▼▼▼

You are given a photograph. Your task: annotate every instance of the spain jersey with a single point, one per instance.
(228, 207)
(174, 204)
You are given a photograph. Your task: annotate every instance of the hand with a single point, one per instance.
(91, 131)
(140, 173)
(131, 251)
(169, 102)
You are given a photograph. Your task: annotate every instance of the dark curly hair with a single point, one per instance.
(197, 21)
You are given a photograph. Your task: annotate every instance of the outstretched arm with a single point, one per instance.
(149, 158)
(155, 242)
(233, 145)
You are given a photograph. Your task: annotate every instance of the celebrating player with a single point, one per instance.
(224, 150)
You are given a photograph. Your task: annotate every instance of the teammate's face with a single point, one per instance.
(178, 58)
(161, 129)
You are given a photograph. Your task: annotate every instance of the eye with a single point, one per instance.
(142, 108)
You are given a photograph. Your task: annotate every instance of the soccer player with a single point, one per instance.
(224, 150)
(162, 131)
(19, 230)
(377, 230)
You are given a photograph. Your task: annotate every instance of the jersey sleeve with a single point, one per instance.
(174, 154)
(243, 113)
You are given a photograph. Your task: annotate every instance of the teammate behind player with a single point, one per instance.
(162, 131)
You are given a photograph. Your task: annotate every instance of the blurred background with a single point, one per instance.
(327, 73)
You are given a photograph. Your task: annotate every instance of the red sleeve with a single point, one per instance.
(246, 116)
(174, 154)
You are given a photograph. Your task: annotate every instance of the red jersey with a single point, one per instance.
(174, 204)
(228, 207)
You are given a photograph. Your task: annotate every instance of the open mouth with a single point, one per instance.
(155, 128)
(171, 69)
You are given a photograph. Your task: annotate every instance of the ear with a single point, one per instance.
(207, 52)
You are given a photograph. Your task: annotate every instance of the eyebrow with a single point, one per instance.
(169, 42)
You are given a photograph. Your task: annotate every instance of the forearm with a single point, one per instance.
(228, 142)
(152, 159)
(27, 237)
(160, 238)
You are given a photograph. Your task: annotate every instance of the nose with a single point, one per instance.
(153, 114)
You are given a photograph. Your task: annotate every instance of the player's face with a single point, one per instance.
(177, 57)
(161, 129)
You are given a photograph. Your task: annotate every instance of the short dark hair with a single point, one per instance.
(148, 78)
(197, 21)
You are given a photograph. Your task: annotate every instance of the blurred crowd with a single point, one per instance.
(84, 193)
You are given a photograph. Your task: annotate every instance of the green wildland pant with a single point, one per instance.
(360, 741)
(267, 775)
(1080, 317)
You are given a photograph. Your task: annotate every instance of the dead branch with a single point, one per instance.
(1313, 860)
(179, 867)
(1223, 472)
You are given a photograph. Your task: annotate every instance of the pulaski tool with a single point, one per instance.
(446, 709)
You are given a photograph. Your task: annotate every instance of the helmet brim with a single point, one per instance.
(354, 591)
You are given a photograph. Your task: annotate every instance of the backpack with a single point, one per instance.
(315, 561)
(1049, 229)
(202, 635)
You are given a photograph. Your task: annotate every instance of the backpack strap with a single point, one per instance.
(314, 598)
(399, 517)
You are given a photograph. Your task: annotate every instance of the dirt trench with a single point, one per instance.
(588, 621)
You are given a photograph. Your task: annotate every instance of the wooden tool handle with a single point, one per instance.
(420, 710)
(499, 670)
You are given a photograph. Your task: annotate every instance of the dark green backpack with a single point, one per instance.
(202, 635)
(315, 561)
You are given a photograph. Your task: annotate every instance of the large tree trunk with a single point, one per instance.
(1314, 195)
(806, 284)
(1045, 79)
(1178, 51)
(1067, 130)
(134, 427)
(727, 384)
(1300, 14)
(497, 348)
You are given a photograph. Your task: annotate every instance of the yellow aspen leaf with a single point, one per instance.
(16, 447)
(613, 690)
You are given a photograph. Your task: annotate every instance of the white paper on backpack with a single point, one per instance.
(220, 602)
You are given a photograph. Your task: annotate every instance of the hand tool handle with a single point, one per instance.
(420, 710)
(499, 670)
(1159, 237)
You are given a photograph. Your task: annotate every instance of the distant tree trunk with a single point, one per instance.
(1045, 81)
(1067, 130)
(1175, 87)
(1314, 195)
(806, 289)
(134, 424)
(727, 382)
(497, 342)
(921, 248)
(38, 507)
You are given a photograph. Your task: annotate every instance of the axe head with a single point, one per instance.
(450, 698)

▲▲▲

#### SET EXERCISE:
Rewrite all of the material above as a numbered list, one line per item, with blank lines left out.

#### WRITTEN RESPONSE:
1. You are given a photograph. Your task: annotate every instance of the spain jersey with a single point, one per instance.
2. (228, 207)
3. (174, 204)
4. You are given a photograph. Your task: annotate every instance of the hand with a single point, one per instance.
5. (91, 131)
6. (140, 173)
7. (131, 251)
8. (169, 102)
9. You are given a photograph. Your task: annotate every instance of the dark curly hair with a single point, one per instance.
10. (197, 21)
11. You are given a photograph. Your task: annotate every instance of the outstretched arm with a single point, one per instance.
12. (149, 158)
13. (155, 242)
14. (233, 145)
15. You are given a photograph. Your task: annotate every instance of the celebrating player with a single point, one per instance.
16. (224, 150)
17. You are given a photograph. Your task: annotate every instance of the teammate's face with a single point, one per instance.
18. (178, 58)
19. (161, 129)
20. You are given a photograph. Your task: annotate every instance of the eye with a single point, one per instance.
21. (142, 108)
22. You are given a photograph. Your task: annotate every instance of the soccer player with a single point, one per instance.
23. (224, 150)
24. (162, 131)
25. (19, 230)
26. (377, 230)
27. You are given a photograph. Your task: annotate every instance of the jersey sleeve with a single point, one per instance.
28. (174, 154)
29. (243, 113)
30. You are given a photograph. Your task: annotate every instance of the teammate behind player with a single point, one per instance.
31. (162, 131)
32. You are given a photograph. Your task: annotate every instance of the blurred background with a single point, one per instance.
33. (327, 73)
34. You are given a photograph. Your task: annotate every instance of the red sleeve with a single point, one per instance.
35. (246, 116)
36. (174, 154)
37. You are given a photograph. Your task: annotate every instance of the red jersey with a single point, one per instance.
38. (174, 204)
39. (228, 207)
40. You are given a photograph. Your task: annotate every instance of the open mouth with a single point, one per instance.
41. (155, 128)
42. (171, 69)
43. You are given a photograph. Your task: annotate every instance of the ear with a single point, one per instance.
44. (207, 52)
45. You are given a photograph. Your task: annotate every instance of the eyebrow with a single point, one per instance.
46. (169, 42)
47. You are given a photograph. Your task: annotate every instance of the forearm with a single point, one per instance.
48. (228, 142)
49. (152, 159)
50. (27, 237)
51. (160, 238)
52. You are given a photograph. Your task: annotate every instance of the nose with a single point, one per instance.
53. (153, 114)
54. You are given a photograph. Your task: annotate every instance of the player's face with a single point, one per instance.
55. (177, 57)
56. (161, 129)
57. You are given a photograph. Your task: annotate every instance of the short dark hair with a single point, one per instance.
58. (148, 78)
59. (197, 21)
60. You are given a photograph. Your task: annotate every instance of the blurred crowd with a single point, one per instance.
61. (84, 193)
62. You are given a photograph. Your task: annotate every instance of the green wildland pant with a single point, one per instance.
63. (360, 741)
64. (267, 775)
65. (1080, 317)
66. You are given a photograph. Your task: annotate every instance of the dead branch with a single point, one per instance.
67. (1313, 860)
68. (179, 867)
69. (1223, 472)
70. You are given a photograph. Your task: annotate every instance of the pulaski tool with a single point, one per instance.
71. (446, 709)
72. You are given a photograph. Your task: annotate every instance of the helmet brim with a single point, one per instance.
73. (354, 591)
74. You are given a photograph. Your task: annotate every instance of the backpack with a single point, one per instance.
75. (315, 561)
76. (1049, 229)
77. (202, 635)
78. You are given a photograph. Your task: annotate every instance of the backpack strap with a single point, one per instance.
79. (314, 598)
80. (399, 517)
81. You are given a photograph. Your task: annotate every instance of the dirt trench with a single point, one per instance.
82. (588, 621)
83. You are given a photograph. Your task: annotate every instance of the wooden tool handle with a single point, one per instance.
84. (420, 710)
85. (499, 670)
86. You are given a photograph. Your task: annotate every instance of the dark green backpack with a single point, one per instance.
87. (202, 635)
88. (315, 561)
89. You are given a photograph. Your task: annotate every instance of the large tree trunk with a single point, one per instance.
90. (1314, 195)
91. (806, 284)
92. (1045, 79)
93. (1178, 51)
94. (1067, 130)
95. (134, 427)
96. (727, 384)
97. (1300, 14)
98. (497, 348)
99. You are given a photograph. Your task: annotate every instance of the yellow aspen leaf with a single point, one per instance.
100. (16, 447)
101. (613, 690)
102. You are given a photograph. Your task: annotate every instance of the white paper on backpack with a single point, one per instance.
103. (220, 602)
104. You are given a photograph. Your task: annotate every instance of the hand tool handle with a single point, one per instance.
105. (420, 710)
106. (499, 670)
107. (1159, 237)
108. You are given a photograph. Your task: annotate every instance of the distant tree trunk with a single point, one per instance.
109. (1045, 81)
110. (1067, 130)
111. (1175, 87)
112. (1314, 195)
113. (806, 289)
114. (134, 424)
115. (727, 382)
116. (497, 342)
117. (921, 248)
118. (38, 507)
119. You are given a photograph. Your task: annotate every instance of the axe head with a single point, one per instance.
120. (450, 698)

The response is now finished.